***** Provided records

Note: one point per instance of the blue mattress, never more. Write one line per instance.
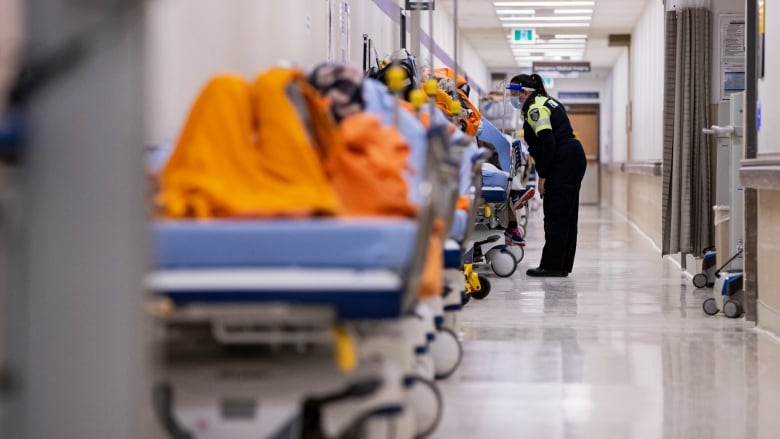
(494, 177)
(309, 243)
(494, 184)
(491, 134)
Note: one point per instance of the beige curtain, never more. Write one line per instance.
(687, 194)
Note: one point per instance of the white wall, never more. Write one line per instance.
(11, 30)
(619, 93)
(595, 82)
(647, 84)
(188, 41)
(468, 58)
(768, 87)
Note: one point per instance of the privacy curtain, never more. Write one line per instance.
(687, 172)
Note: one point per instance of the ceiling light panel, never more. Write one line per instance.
(542, 4)
(528, 25)
(557, 19)
(573, 11)
(516, 11)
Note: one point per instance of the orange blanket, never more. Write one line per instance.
(223, 167)
(368, 174)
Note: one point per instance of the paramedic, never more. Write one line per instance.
(560, 163)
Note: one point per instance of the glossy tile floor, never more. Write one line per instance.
(620, 349)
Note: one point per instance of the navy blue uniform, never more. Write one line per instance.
(561, 161)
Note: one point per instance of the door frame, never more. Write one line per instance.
(589, 108)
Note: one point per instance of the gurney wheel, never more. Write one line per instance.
(481, 294)
(425, 401)
(502, 261)
(700, 280)
(732, 309)
(710, 307)
(447, 353)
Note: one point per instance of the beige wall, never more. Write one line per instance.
(189, 41)
(769, 249)
(644, 204)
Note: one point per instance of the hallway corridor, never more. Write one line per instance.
(620, 349)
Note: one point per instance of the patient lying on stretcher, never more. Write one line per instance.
(270, 149)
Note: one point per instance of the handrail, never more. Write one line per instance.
(762, 172)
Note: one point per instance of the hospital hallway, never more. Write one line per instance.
(620, 349)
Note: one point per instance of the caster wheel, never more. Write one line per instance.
(447, 353)
(502, 261)
(481, 294)
(710, 307)
(732, 309)
(700, 280)
(425, 401)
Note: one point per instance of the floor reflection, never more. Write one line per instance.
(619, 350)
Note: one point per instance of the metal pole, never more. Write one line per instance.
(414, 32)
(455, 40)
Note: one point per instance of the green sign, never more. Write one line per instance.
(523, 35)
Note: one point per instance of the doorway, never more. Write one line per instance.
(585, 122)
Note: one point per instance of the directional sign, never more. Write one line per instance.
(561, 66)
(523, 35)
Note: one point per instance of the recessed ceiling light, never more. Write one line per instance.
(542, 4)
(544, 25)
(573, 11)
(515, 11)
(571, 18)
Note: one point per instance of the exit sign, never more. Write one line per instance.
(523, 35)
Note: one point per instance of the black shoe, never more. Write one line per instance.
(543, 272)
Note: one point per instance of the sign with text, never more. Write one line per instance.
(561, 66)
(523, 35)
(420, 5)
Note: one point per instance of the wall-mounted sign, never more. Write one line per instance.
(523, 35)
(561, 66)
(732, 54)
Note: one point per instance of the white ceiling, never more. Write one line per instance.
(480, 25)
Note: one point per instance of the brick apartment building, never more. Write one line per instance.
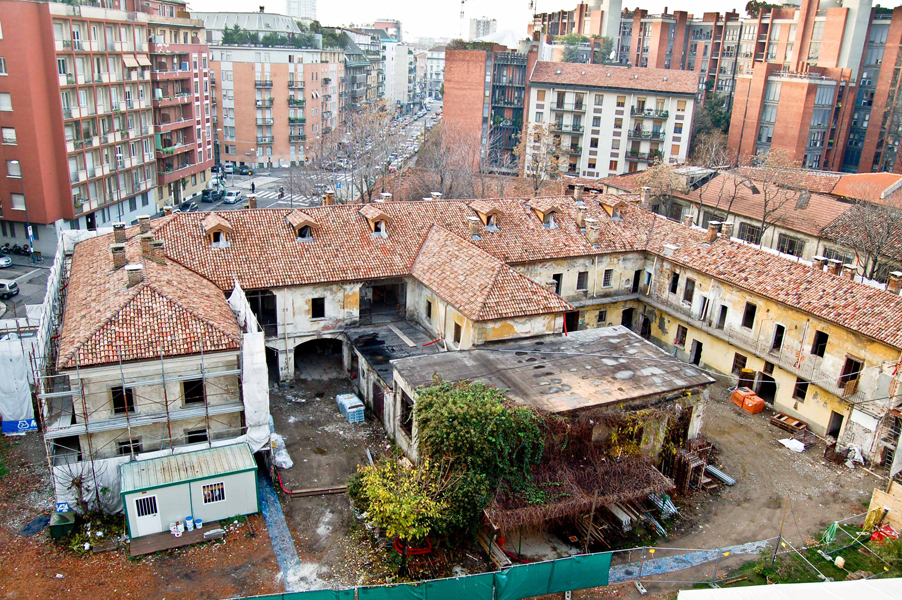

**********

### Exercise goal
Can you recast all of the material above as a numbered list, skipping any blank lines and leaving the pictures out?

### Exercise result
1. Note: one point per instance of the blue mattress, never more. Write one line per instance.
2. (494, 177)
3. (309, 243)
4. (494, 184)
5. (491, 134)
6. Note: one point per instance of the beige curtain, never more. Write one line per instance.
7. (687, 194)
8. Note: one point per instance of the white wall, never more. Write one line per instance.
9. (11, 30)
10. (619, 93)
11. (595, 82)
12. (647, 84)
13. (188, 41)
14. (468, 58)
15. (768, 87)
16. Note: one point per instance of the privacy curtain, never more. Write one line per instance.
17. (687, 172)
18. Note: one point per instance of the ceiling light panel, never more. Write one line per instance.
19. (542, 4)
20. (528, 25)
21. (557, 19)
22. (573, 11)
23. (516, 11)
24. Note: one point per instance of the orange blanket, never more. Write one line per instance.
25. (223, 167)
26. (368, 174)
27. Note: one point per instance of the paramedic, never more. Write one line per instance.
28. (560, 163)
29. Note: one point per instance of the glossy tile floor, never more. Write one line per instance.
30. (620, 349)
31. Note: one point per instance of the navy blue uniform, never more. Write one line per instance.
32. (561, 161)
33. Note: one point per instance of the door frame, never more. Write one line per instance.
34. (589, 108)
35. Note: one point per instance of the gurney wheel, never more. Write one line per instance.
36. (481, 294)
37. (425, 401)
38. (502, 261)
39. (700, 280)
40. (732, 309)
41. (710, 307)
42. (447, 353)
43. Note: one point per instance of the beige wall, never more. Write one line per instance.
44. (189, 41)
45. (769, 249)
46. (644, 204)
47. Note: one point per instance of the hallway corridor, never more. Write one line per instance.
48. (620, 349)
49. Note: one point per instance of the patient lying on stretcher, never more. Write one line per instance.
50. (270, 149)
51. Note: one point per instance of the handrail, never more. Write one line per instance.
52. (762, 172)
53. Note: one point per instance of the hospital hallway, never more. Write one line per instance.
54. (620, 349)
55. Note: one point per instance of the caster wheel, never more. Write one line per instance.
56. (447, 353)
57. (502, 261)
58. (481, 294)
59. (710, 307)
60. (732, 309)
61. (700, 280)
62. (425, 401)
63. Note: one point per instance of the floor reflection, never more. Write one line per instance.
64. (619, 350)
65. Note: one point per instance of the metal pole, never more. Write one line per instance.
66. (414, 32)
67. (455, 40)
68. Note: one point per instance of the green sign, never more. Write one line per instance.
69. (523, 35)
70. Note: one point per instance of the doorway, never more. Write one line per instance.
71. (585, 122)
72. Note: one point per instance of the directional sign, never more. Write one line per instance.
73. (561, 66)
74. (523, 35)
75. Note: one point per instance of the recessed ceiling light, never more. Write one line per instance.
76. (542, 4)
77. (544, 25)
78. (573, 11)
79. (515, 11)
80. (571, 18)
81. Note: one point per instance of the exit sign, never more. Write one line per instance.
82. (523, 35)
83. Note: one point per instance of the black shoe, never more. Write one line per instance.
84. (543, 272)
85. Note: one point per instance of the sign with text, never more. Write one line per instance.
86. (561, 66)
87. (523, 35)
88. (420, 5)
89. Note: one point per instance of the wall-mounted sign, never more. Write one line per instance.
90. (523, 35)
91. (561, 66)
92. (732, 54)
93. Note: one point per instance of the white ceiling, never more. Write one line per instance.
94. (480, 25)
95. Note: one point per instance of the brick apartment building, never more. Write one line per instance.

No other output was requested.